> POLECENIE
Przepisz dosłownie wszystkie poniższe dane. Obrazy pomiń w odpowiedzi.

++++ WPISY

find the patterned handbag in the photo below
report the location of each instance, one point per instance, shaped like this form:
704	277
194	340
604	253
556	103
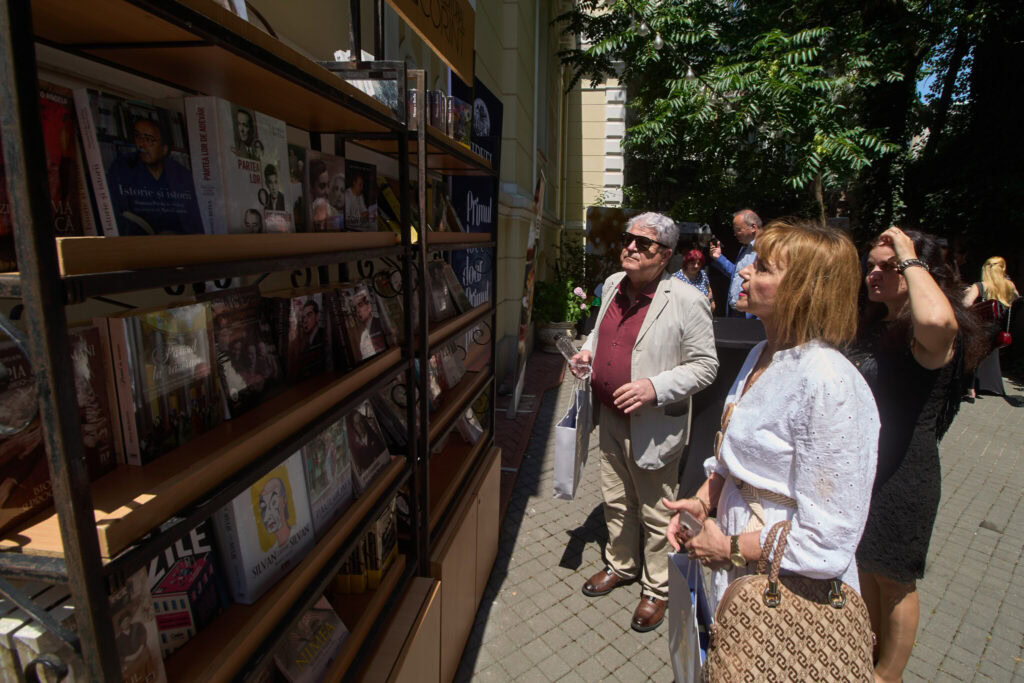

++++++++

> ROZWIĄZANIE ĆWICZENIA
find the patterned handbag in the photo below
report the location of each instance, one point per instance, shaped like this form:
704	277
194	340
604	253
556	103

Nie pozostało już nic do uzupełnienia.